- _Given passage_:
*** Block opens ***

The researchers in the past utilized different imaging analysis methods for diagnosing the MRI images92,93,94. Hussain et al.38 applied Bayesian inference approach to compute the association among the morphological features extracted from Prostate cancer. Most of these studies were relied on classification tasks. The author obtained the classification performance with accuracy 91.28%44, 84.19%95, 86.56%96, 90.89%97, 84.19%98, and 99%18. Previous studies relies on classification methods. However, this novel technique is proposed to further investigate the dynamics, associations, posterior probabilities, prior probabilities, marginal likelihood, prior means and posterior means to further unfold the relevance and relationships among the extracted features. The proposed approach will be very helpful for improved diagnosis and prognosis of brain tumor types.


In this study, we first computed the GLCM features from brain tumor subtypes i.e., pituitary and meningioma MRIs. We then ranked the features based on the entropy ranking method. The high ranked energy feature was used as our target variable. We then applied the Bayesian approach to further compute the association, arc analysis, tree optimization, dynamic profiling. The proposed methods further unfold the dynamics which can be helpful to understand the association, dynamic profiling of computed features for better diagnostic system of brain tumor types. The Bayesian inference approach can be used as a new biomarker to comprehend a detailed analysis of extracted variables to further unfold the underlying dynamics present the computed future for further improved prognosis, diagnosis and treatment planning to achieve better clinical outcomes. In future, we will further extend more Bayesian inference methods and other tumor types with clinical details and larger dataset.

*** Block closes ***

- _Supplied data_:
*** Block opens ***

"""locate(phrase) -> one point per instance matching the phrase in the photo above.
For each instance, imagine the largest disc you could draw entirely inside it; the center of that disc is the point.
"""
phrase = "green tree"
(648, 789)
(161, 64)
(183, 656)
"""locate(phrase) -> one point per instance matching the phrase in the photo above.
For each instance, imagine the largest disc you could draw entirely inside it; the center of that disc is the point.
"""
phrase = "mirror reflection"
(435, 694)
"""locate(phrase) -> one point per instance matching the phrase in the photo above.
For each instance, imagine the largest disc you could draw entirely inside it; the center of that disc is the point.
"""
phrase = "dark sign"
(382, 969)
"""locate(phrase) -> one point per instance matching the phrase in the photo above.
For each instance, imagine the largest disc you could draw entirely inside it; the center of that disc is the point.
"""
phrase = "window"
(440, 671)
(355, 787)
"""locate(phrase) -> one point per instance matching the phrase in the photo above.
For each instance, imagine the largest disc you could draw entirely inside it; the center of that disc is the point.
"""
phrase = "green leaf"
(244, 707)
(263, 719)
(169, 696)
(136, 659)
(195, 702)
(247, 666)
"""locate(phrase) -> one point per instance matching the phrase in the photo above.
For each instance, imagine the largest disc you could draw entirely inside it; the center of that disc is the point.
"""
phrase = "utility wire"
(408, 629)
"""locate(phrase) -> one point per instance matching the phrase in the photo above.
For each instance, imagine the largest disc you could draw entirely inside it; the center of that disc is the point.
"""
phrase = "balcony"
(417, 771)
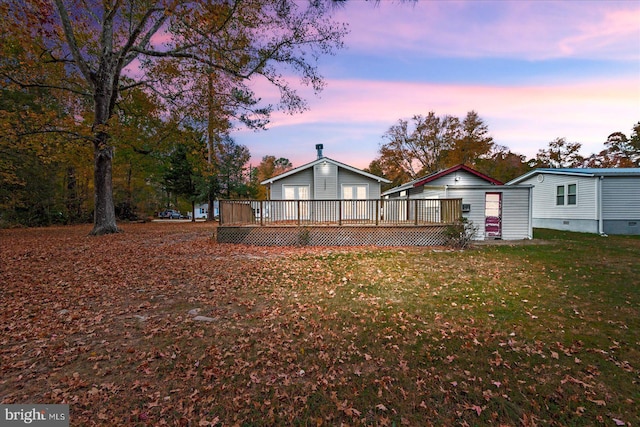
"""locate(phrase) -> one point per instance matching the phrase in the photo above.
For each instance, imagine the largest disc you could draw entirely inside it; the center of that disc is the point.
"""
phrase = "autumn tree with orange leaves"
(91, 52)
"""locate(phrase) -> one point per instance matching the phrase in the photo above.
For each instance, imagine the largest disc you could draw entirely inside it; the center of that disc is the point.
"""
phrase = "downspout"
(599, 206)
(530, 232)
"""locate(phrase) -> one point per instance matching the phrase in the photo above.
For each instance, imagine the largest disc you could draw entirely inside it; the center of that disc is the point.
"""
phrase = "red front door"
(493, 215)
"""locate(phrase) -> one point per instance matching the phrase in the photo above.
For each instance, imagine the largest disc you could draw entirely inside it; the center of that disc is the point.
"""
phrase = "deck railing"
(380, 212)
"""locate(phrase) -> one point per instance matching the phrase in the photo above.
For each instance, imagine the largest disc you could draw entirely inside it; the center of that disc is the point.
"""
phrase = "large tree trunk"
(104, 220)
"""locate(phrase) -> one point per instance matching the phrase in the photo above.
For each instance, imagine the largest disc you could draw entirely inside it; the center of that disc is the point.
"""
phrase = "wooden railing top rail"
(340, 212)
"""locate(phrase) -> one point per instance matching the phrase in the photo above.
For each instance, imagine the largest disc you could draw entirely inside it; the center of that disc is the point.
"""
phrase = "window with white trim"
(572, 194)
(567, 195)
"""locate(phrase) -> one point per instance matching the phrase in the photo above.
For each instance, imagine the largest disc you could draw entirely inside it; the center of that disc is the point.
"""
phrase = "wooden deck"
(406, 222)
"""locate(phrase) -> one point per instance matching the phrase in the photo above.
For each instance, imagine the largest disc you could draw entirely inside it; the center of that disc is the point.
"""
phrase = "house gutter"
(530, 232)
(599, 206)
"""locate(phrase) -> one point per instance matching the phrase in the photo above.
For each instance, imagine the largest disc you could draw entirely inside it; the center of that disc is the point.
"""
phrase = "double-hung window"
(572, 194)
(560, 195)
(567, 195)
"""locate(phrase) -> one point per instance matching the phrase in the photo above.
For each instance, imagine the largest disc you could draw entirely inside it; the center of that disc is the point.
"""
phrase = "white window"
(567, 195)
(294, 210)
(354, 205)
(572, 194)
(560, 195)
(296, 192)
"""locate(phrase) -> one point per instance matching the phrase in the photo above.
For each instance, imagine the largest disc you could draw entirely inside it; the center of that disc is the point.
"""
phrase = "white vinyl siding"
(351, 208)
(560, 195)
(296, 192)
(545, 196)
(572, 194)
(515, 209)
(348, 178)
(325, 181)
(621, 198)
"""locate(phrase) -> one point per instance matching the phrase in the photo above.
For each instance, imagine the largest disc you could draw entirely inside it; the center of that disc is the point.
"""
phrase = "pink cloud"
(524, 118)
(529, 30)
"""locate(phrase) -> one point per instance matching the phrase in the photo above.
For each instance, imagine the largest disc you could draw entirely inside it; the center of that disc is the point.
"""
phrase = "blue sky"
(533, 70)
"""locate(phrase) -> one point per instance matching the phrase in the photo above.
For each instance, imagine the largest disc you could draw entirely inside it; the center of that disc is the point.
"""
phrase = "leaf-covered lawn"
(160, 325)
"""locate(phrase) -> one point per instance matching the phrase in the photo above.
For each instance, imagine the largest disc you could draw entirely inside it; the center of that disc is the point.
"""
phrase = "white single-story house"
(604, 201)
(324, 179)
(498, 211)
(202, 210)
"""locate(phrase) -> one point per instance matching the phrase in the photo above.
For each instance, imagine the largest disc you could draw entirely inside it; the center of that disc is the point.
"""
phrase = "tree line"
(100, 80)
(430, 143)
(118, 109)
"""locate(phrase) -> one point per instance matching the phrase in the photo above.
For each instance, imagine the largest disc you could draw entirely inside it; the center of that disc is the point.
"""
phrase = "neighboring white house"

*** Block closes ***

- _Required work_:
According to the brain tumor MRI passage, which feature served as the target variable?

- _Output of the exercise_:
The high-ranked energy feature.